• **Direction**: Make an exact copy of the lines below.
### Data for this exercise ###
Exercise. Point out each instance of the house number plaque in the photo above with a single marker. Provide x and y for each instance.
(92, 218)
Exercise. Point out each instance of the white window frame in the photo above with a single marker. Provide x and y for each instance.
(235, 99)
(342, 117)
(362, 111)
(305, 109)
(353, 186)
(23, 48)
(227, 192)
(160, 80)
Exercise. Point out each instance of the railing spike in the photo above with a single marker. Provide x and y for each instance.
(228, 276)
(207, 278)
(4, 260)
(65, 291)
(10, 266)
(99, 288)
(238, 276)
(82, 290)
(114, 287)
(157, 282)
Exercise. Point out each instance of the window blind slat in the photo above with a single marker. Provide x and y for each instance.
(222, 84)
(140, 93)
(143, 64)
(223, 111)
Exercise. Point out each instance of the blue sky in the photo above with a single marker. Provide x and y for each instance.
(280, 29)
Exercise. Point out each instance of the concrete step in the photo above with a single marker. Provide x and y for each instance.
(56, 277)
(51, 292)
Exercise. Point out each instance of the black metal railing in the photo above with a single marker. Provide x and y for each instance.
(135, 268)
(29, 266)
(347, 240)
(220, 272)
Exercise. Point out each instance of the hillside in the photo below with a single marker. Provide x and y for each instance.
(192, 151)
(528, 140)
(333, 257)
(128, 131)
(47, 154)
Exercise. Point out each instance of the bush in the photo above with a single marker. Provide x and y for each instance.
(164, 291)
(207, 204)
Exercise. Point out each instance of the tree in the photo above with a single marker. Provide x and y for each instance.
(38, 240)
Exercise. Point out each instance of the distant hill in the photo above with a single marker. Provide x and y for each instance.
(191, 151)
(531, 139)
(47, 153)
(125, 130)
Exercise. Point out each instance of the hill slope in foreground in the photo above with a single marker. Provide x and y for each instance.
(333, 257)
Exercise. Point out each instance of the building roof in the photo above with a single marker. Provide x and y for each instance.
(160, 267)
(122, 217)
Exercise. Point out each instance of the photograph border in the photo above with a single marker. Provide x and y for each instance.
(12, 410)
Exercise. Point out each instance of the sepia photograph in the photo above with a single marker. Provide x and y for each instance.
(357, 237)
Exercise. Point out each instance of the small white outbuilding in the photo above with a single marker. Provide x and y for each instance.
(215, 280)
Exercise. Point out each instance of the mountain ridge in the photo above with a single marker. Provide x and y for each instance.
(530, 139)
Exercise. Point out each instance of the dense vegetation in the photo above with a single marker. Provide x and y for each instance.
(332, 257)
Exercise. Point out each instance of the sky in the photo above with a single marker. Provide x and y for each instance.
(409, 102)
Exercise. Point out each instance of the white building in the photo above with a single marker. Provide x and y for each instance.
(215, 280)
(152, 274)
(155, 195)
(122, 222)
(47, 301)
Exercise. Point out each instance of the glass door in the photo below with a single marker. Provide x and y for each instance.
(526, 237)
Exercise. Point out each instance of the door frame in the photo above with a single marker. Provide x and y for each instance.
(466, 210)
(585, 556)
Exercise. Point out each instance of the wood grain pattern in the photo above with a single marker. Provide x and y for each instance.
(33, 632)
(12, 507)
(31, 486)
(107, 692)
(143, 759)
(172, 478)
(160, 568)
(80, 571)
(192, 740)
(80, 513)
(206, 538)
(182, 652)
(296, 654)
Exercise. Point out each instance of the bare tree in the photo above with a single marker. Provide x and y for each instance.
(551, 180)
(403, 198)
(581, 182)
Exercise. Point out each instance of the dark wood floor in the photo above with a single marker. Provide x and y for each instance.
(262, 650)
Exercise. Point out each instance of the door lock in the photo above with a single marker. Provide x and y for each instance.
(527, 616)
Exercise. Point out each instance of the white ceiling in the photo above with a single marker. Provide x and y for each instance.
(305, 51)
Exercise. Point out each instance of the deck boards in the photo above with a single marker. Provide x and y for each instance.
###
• **Answer**:
Exercise. Point out each instance of the house number plaque in the photo above with a single marker. Provide x and y for each instance.
(92, 218)
Exercise. Point out each instance of the white window frame in the photo above with a single marker. Provide x and y for each instance.
(235, 99)
(342, 117)
(362, 111)
(305, 109)
(353, 186)
(23, 48)
(227, 192)
(160, 80)
Exercise. Point out each instance of the railing spike in the photo above with a single marker. Provide x and y for each instance.
(228, 276)
(207, 278)
(4, 260)
(65, 291)
(10, 266)
(99, 288)
(238, 276)
(82, 290)
(114, 287)
(157, 282)
Exercise. Point out each instance of the window blind slat in the photo above with a single marker. Provide x and y for each instance.
(222, 84)
(140, 93)
(143, 64)
(223, 111)
Exercise. Point out each instance of the blue sky in the photo above with a single marker. Provide x and y for each instance.
(280, 29)
Exercise. Point out each instance of the concrete step in the photo above with a single marker. Provide x and y for each instance.
(56, 277)
(51, 292)
Exercise. Point out each instance of the black metal railing in the photo above with a single marker. Provide x and y for each instance.
(135, 268)
(29, 266)
(347, 240)
(220, 272)
Exercise. Point out each instance of the hillside in the photo below with a single marker. Provide x and y for each instance.
(192, 151)
(528, 140)
(333, 257)
(128, 131)
(47, 154)
Exercise. Point out each instance of the bush in the photo above with a single marker. Provide x and y for each instance.
(164, 291)
(207, 204)
Exercise. Point out each instance of the tree in the photo above with a single marker. Provide x and y for each instance.
(38, 240)
Exercise. Point out each instance of the distant hill in the photo above with a single marker. Provide x and y for each instance.
(191, 151)
(531, 139)
(47, 153)
(125, 130)
Exercise. Point out each instance of the hill slope in foreground in the photo above with a single marker. Provide x and y for each instance.
(333, 257)
Exercise. Point out each instance of the building roof in the photo above with a single marker. Provide x and y for each instance.
(160, 267)
(122, 217)
Exercise. Point out each instance of the photograph border in the photo above with a single marker. Provide x and y for each instance.
(12, 410)
Exercise. Point out each instance of the sepia photograph in the photo above with a single marker. Provide x and y for each instance.
(357, 237)
Exercise. Point out each instance of the small white outbuilding in the photo above with a single marker. Provide x and y for each instance.
(215, 280)
Exercise. Point out each instance of the mountain ridge in the photo above with a single marker. Provide x and y for each instance.
(530, 139)
Exercise. Point out each instance of the dense vegetation in the photo above with a single marker. Provide x and y for each instance.
(332, 257)
Exercise. Point out each instance of the sky in the photo above with a single marker. Provide x and y for each instance.
(409, 102)
Exercise. Point out each instance of the white building in the photo above with a single marker. Provide x and y for each instance.
(215, 280)
(152, 274)
(155, 195)
(122, 222)
(47, 301)
Exercise. Point out each instance of the glass door in the photo below with a single marker. Provide x and y for each instance.
(526, 237)
Exercise. Point out each instance of the door frame in the photo above with a single marker. Provide x and y for each instance.
(466, 210)
(585, 556)
Exercise. Point out each instance of the wood grain pattern in the photo above with a single marker. Provide x and y for each instance.
(33, 632)
(12, 507)
(31, 486)
(107, 692)
(143, 759)
(172, 478)
(160, 568)
(80, 571)
(192, 740)
(80, 513)
(206, 538)
(182, 652)
(296, 654)
Exercise. Point out each instance of the bare tree in the photo above with a single marker. Provide x and y for each instance.
(551, 180)
(403, 198)
(581, 182)
Exercise. Point out each instance of the dark wood floor in the photo above with a single marker. Provide x and y for each instance.
(262, 650)
Exercise. Point out each instance of the door lock in the photo above with a single marker. Provide x and y for each instance.
(527, 616)
Exercise. Point out each instance of the white ceiling in the photo above with a single marker. Provide x and y for each instance.
(305, 51)
Exercise. Point out each instance of the deck boards in the photo above with a single marker. Provide x and y for each instance.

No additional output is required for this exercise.